Task requirements — Without the pictures, write out all the lines below exactly as they appear.

Input material —

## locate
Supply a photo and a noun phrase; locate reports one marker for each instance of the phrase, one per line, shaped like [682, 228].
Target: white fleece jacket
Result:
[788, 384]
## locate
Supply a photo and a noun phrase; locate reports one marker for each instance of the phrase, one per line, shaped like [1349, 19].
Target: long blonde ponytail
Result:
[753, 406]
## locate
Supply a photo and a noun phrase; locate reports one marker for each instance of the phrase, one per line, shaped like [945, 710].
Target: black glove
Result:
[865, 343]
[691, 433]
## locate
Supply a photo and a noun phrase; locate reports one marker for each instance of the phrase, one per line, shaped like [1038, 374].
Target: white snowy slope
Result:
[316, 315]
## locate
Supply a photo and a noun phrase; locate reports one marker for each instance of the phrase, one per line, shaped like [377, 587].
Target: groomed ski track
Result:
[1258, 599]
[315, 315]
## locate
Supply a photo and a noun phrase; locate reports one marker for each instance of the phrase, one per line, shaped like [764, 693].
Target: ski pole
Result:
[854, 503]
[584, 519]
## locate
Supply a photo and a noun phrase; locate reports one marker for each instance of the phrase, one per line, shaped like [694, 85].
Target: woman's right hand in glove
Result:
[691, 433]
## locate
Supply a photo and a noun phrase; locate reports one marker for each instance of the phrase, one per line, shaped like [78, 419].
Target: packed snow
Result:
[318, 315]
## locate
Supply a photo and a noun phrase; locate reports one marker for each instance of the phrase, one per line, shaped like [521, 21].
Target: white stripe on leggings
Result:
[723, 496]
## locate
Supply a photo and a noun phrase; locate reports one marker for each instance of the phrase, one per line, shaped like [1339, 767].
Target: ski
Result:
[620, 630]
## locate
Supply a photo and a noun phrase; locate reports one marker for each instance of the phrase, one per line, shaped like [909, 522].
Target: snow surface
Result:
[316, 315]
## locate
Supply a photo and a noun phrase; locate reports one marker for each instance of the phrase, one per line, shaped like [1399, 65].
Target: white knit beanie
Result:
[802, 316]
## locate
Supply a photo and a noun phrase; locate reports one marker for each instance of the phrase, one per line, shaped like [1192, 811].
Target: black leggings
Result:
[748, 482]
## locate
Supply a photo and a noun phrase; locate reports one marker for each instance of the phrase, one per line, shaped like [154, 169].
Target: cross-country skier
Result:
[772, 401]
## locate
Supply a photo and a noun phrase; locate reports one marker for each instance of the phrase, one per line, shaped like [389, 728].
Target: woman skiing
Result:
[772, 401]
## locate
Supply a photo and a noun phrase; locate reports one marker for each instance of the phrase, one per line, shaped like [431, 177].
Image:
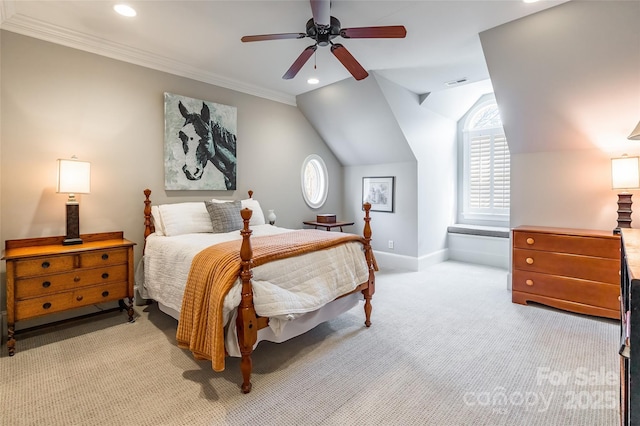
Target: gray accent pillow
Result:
[225, 217]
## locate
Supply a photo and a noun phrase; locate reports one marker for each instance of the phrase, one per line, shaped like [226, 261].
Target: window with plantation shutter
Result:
[486, 166]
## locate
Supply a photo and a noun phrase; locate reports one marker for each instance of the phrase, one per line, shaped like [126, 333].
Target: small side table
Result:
[328, 226]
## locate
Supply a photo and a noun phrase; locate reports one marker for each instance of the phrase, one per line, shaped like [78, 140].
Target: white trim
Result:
[397, 261]
[44, 31]
[323, 178]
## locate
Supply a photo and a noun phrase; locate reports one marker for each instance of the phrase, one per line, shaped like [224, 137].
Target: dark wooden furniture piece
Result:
[44, 276]
[248, 322]
[327, 226]
[572, 269]
[630, 328]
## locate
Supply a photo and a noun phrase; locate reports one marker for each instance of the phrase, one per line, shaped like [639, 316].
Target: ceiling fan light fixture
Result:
[456, 82]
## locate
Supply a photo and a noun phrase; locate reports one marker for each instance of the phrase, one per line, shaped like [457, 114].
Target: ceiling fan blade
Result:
[321, 10]
[349, 62]
[264, 37]
[298, 63]
[392, 31]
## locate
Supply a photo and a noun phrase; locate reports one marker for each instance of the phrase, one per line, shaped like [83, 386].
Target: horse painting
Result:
[202, 140]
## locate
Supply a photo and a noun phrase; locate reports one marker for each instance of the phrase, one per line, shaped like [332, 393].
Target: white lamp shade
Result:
[635, 133]
[624, 173]
[74, 177]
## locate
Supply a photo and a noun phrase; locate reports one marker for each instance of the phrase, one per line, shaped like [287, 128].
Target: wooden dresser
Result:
[572, 269]
[44, 277]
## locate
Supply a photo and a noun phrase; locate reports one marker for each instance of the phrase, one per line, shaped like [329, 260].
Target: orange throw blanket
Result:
[214, 271]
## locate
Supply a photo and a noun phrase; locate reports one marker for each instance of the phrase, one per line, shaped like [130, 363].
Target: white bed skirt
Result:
[288, 329]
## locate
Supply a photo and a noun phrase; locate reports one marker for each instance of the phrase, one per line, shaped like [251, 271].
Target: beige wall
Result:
[567, 81]
[58, 102]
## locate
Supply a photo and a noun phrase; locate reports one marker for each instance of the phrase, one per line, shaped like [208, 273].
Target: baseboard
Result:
[482, 250]
[397, 261]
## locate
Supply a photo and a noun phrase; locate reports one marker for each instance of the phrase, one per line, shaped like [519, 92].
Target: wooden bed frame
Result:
[247, 321]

Answer to this exercise —
## locate
Supply a photo and a noun phrase; locate reports one marker for each instance of the phrase, one per line, shaped like [682, 228].
Target: white fleece jacket
Result:
[788, 384]
## locate
Supply a photo and a noun phrase; locate reports one marker for each instance of the phrase, one per line, shaped like [1349, 19].
Target: long blonde ponytail
Result:
[753, 406]
## locate
Supply a photo and a noun phrase; locate reports one marker for each instance of the phrase, one per line, shaped like [945, 710].
Target: black glove
Result:
[865, 343]
[691, 433]
## locate
Supply a photo and a noun phrase; locate reports one marker for each instance of the phrase, one per line, shaped like [1038, 374].
Target: white snowy slope
Result:
[316, 315]
## locate
Supply a photo and a noun phrase; locate reports one marker for each instance of the phrase, one per line, shaped like [377, 587].
Target: groomed ski track
Result:
[1258, 599]
[315, 315]
## locate
Supply a photo and a noun phrase; locate reports one marker for each instance of the phrase, one per line, shaped like [764, 693].
Target: ski pole
Result:
[854, 503]
[584, 519]
## locate
Supply a photo and a noun phrase; locate reports one marker for each instance of the phrase, one per line, shaped like [694, 85].
Target: woman's right hand in glove
Result:
[691, 433]
## locate
Supply a photo and a noun phrase; locate reports one marker for each instance of the phrase, one per line, shaped like [78, 419].
Target: packed snow
Result:
[318, 315]
## locate
Supply a photo and a noun phrase; locate reports one marker for each instance of the phrase, one per line, shaped like [521, 21].
Target: white stripe on leggings
Result:
[723, 496]
## locate
Supply a photo and a noun phrase; locate reports one marker for each instance of the phrase, one per line, shaped like [1339, 767].
Target: ski
Result:
[620, 630]
## locate
Supply a photo and a noun phrase; locate reports one marker for each instance of the phrase, one per line, shaped like [909, 522].
Target: snow surface
Result:
[316, 315]
## locate
Supply a photo and a noun phrase; locate reports one marker for each instance of the phrase, one per line, shaped like [1399, 65].
Target: white knit beanie
Result:
[802, 316]
## locate
Supply a photo and a noun phrase; locate reports one marker for each instance of the phrase, one per line, shaped like [1192, 811].
Target: black leggings
Result:
[748, 482]
## locate
Supply a photo and a noun phrase; locate reports one marker for each instance of the phrase, one per line, shaped like [154, 169].
Target: cross-country skier
Result:
[772, 401]
## locate
Supply a photo and a noun phrase; locate reports one marker for each instance of the phrase, one per line, shaped like [389, 728].
Target: woman skiing
Result:
[772, 401]
## locate
Supply a photo and a noun phrase; locate reports one marker for each instance of the phrase, one per line, shaped like [431, 177].
Image:
Target: gray accent pillow
Result:
[225, 217]
## locate
Supply a photo and a noun phrase; locate reports one marker for each instance of the phrase, one per line, shaped like [226, 261].
Target: window with plantation shutter
Result:
[486, 166]
## locate
Supply a photo and a noun phrase; locate reports one marker for each instance of the phrase, one per line, shaped like [126, 333].
Target: small side table
Result:
[328, 226]
## locate
Supply a photo and a noun phrase; locate reports one marker for each instance of the phrase, one per line, shaped like [78, 140].
Target: white trim
Result:
[397, 261]
[44, 31]
[323, 178]
## locate
Supply a photo and a noun phrase; locate reports one marker for each instance of the phrase, one per line, shaped like [224, 137].
Target: dark wooden furniture piece
Result:
[44, 276]
[248, 322]
[327, 226]
[572, 269]
[630, 328]
## locate
Supply a photo and a noun phrase; locate reports one marker for each instance of the phrase, one per line, shaped like [639, 316].
Target: ceiling fan light fixture
Result:
[456, 82]
## locate
Supply a photo and a noun phrase; locate reports one marker for each instance of the phrase, one per line, shaped like [457, 114].
Target: ceiling fan blade
Result:
[321, 10]
[349, 62]
[264, 37]
[298, 63]
[392, 31]
## locate
Supply a photo and a noun phrase; locate reports one marker for each instance of the phrase, one per line, shaped like [83, 386].
Target: horse painting
Result:
[202, 140]
## locate
Supply a photo and a noun phrase; locate reports one marker for each instance of the phrase, one per line, shaped like [332, 393].
Target: white lamp shade
Result:
[635, 133]
[624, 173]
[74, 177]
## locate
Supply a photo and a noun phrase; locate reports one marker for each instance of the phrase, one per line, shaped like [287, 128].
Target: wooden dresser
Result:
[572, 269]
[44, 277]
## locate
Supply a photo and a noun phrase; locate reports one marker for each instance of the phrase, one per line, shaped like [329, 260].
Target: orange throw blanket
Result:
[214, 271]
## locate
Supply a photo and a noun phrase; locate reports one marker for each instance of the phrase, one per line, shaped like [130, 363].
Target: white bed skirt
Result:
[288, 329]
## locate
Supply a photo and a noun phrase; locate reports one marker for each instance of the phrase, one per line, shaped like [251, 271].
Target: beige wall
Result:
[567, 81]
[58, 102]
## locate
Supply a photo and a noun phrase; locate reports one marker for each instance of the phrase, one per line, shaped like [208, 273].
Target: baseboard
Result:
[482, 250]
[397, 261]
## locate
Supply a photo and a noun phrase; locate reports one marker for each instance of the phrase, one per line, shaped like [519, 92].
Target: wooden bed frame
Result:
[247, 321]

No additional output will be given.